## [TASK REQUIREMENTS]
Return nothing except the lines from the one that contains "indicate the wooden" through the end of the material below, each exactly as given.

## [SUPPLIED ENTRIES]
--------------------------------------------------

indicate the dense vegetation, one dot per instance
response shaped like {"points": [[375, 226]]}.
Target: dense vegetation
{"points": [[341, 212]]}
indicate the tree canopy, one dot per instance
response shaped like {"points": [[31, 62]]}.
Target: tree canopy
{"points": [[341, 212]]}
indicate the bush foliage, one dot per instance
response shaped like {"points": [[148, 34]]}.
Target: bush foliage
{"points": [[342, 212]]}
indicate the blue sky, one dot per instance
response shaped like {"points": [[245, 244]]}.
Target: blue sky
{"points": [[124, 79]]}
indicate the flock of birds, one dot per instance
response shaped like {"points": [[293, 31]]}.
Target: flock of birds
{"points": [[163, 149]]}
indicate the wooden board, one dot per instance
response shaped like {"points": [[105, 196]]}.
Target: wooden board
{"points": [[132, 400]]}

--------------------------------------------------

## [ANSWER BOX]
indicate the wooden board, one dot per instance
response shaped like {"points": [[105, 196]]}.
Target: wooden board
{"points": [[132, 400]]}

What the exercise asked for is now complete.